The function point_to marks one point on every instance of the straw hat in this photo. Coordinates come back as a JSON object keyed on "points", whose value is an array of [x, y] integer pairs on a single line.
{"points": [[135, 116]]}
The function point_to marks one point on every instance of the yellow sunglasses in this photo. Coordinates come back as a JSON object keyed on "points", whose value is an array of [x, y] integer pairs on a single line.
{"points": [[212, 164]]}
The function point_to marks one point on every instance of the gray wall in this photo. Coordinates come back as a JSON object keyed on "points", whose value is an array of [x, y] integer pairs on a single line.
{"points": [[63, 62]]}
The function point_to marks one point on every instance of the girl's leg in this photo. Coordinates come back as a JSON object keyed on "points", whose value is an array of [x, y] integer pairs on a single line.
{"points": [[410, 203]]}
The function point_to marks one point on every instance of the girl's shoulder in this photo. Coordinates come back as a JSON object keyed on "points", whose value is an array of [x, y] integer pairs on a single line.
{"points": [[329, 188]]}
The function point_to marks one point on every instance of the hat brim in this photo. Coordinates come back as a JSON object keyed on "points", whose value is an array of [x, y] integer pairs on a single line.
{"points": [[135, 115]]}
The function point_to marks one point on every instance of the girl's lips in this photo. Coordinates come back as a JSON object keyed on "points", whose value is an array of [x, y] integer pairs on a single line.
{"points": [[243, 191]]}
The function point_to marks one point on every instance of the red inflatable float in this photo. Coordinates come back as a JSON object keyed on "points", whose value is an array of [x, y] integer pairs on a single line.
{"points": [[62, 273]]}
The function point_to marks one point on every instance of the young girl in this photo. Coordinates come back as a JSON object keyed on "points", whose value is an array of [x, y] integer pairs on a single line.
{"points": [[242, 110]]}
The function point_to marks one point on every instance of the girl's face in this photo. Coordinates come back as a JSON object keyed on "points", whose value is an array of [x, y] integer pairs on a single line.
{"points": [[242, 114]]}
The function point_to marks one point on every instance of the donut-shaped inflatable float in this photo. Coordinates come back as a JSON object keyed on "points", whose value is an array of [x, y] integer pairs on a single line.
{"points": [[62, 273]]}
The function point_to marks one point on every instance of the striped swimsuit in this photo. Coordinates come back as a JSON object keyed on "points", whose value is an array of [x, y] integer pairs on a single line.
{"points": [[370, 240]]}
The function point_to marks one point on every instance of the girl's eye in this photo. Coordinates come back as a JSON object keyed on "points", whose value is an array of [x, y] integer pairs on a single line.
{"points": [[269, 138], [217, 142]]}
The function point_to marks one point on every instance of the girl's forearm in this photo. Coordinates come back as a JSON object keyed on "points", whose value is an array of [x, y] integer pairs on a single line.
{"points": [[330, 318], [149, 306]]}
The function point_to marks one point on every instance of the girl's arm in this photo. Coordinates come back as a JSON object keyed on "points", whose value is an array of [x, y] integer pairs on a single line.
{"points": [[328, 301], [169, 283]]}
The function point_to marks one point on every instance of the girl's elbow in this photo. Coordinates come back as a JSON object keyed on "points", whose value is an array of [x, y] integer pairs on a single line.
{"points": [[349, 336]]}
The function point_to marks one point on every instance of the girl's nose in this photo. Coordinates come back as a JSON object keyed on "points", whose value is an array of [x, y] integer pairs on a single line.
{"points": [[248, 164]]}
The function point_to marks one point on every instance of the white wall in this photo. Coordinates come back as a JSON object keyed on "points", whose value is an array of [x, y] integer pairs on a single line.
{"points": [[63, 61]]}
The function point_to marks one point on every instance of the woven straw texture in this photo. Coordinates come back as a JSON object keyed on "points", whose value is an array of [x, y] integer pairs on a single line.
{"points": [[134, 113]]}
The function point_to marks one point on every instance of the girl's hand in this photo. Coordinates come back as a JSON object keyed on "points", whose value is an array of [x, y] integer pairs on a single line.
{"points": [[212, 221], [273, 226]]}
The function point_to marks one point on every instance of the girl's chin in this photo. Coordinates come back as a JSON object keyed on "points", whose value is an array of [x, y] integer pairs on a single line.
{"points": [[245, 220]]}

Objective -
Reproduce all of the material above line for line, with no changes.

Answer -
The function point_to marks one point on every instance of the straw hat in this photo. Coordinates come back as a JSON object keyed on "points", whose value is an array of [x, y] integer pairs on a single line.
{"points": [[135, 116]]}
The function point_to marks one point on every instance of the yellow sunglasses in this photo. Coordinates come back as a JSON object keyed on "points", whose value is an array of [x, y] integer pairs on a single line.
{"points": [[212, 164]]}
The function point_to marks one point on every instance of the gray wall in this photo. Coordinates come back as a JSON object keyed on "points", whose value is an array of [x, y] integer pairs on a single line.
{"points": [[63, 62]]}
The function point_to marks one point on every instance of the girl's leg in this photo. Coordinates come back as a JSON object keyed on "points", whose value is an array of [x, y] integer pairs on a single line.
{"points": [[410, 203]]}
The function point_to marks one point on every instance of the girl's shoulder in this photo. Coordinates come back as a JSON object keyed on "points", whose value is an array of [x, y] integer pairs on a single line.
{"points": [[329, 188]]}
The function point_to marks one point on every instance of the hat brim in this photo. Coordinates come back as a JSON object keyed on "points", whose value is an array of [x, y] integer pairs on a single line.
{"points": [[135, 115]]}
The function point_to marks one point on every instance of the girl's lips in this photo. Coordinates come back as a JSON object keyed on "points", whose value is an array of [x, y] integer pairs on a single line.
{"points": [[243, 191]]}
The function point_to marks one point on every instance of the red inflatable float in this photo. Coordinates come back as a JSON object keyed on "points", whose value is an array of [x, y] integer pairs on a single line.
{"points": [[62, 273]]}
The function point_to marks one point on every instance of the young girl in this photo. Coordinates come back as a JSON object keyed on "points", whose value is an array of [x, y] integer pairs on a single line.
{"points": [[242, 110]]}
The function point_to marks one point on every instance of the girl's face in this photo. Coordinates come back as a JSON object keyed on "points", whose value is an array of [x, y] integer pairs on a single line.
{"points": [[242, 114]]}
The function point_to marks one point on every instance of the donut-shaped inflatable float in this photo. Coordinates come back as a JSON object keyed on "points", whose value is an array of [x, y] integer pairs on a single line.
{"points": [[62, 273]]}
The function point_to marks one point on every instance of the striped swimsuit in this photo. Coordinates come back as a JSON object keyed on "points", whose value is an array of [x, y] integer pairs on a single line.
{"points": [[370, 240]]}
The function point_to marks one point on every instance of the girl's eye in this photo. Coordinates come back as a JSON object keyed on "points", whose value is an array of [x, y] integer pairs on a single line.
{"points": [[269, 138], [217, 142]]}
The function point_to marks one point on every instance of the girl's forearm in this photo. Coordinates come back as a JSON object keyed on "points", whose value is an array of [x, y] integer pairs on a single line.
{"points": [[330, 318], [149, 306]]}
The function point_to marks one point on every instance of the girl's arm in this photo. Coordinates come back as a JSON object keyed on "points", whose value is an array of [x, y] integer pairs on a single line.
{"points": [[328, 301], [169, 283]]}
The function point_to marks one point on every instance of the girl's elbow in this photo. Coordinates come back as a JSON object keyed on "points", whose value is an array of [x, y] integer pairs on a single line.
{"points": [[349, 336]]}
The function point_to marks one point on every instance of the girl's nose in this photo. Coordinates come back as a JSON object keyed on "points", whose value is an array of [x, y] integer pairs on a single line.
{"points": [[248, 164]]}
The function point_to marks one point on every instance of the white wall in this photo. Coordinates come back as a JSON object keyed on "points", whose value is an array of [x, y] integer pairs on a single line.
{"points": [[63, 61]]}
The function point_to marks one point on every instance of the woven straw texture in this photo. Coordinates come back as a JSON object keyed on "points", whose value is an array of [x, y] integer pairs on a single line.
{"points": [[134, 113]]}
The function point_to marks one point on every instance of the girl's hand in this photo. Coordinates come back as a JSON object keyed on "points", whose value is an array of [x, y] integer pairs on a single line.
{"points": [[212, 221], [273, 226]]}
The function point_to marks one point on every instance of the girl's chin in this photo. Coordinates come back as a JSON object keyed on "points", whose value is an array of [x, y] integer pairs on a single line.
{"points": [[245, 220]]}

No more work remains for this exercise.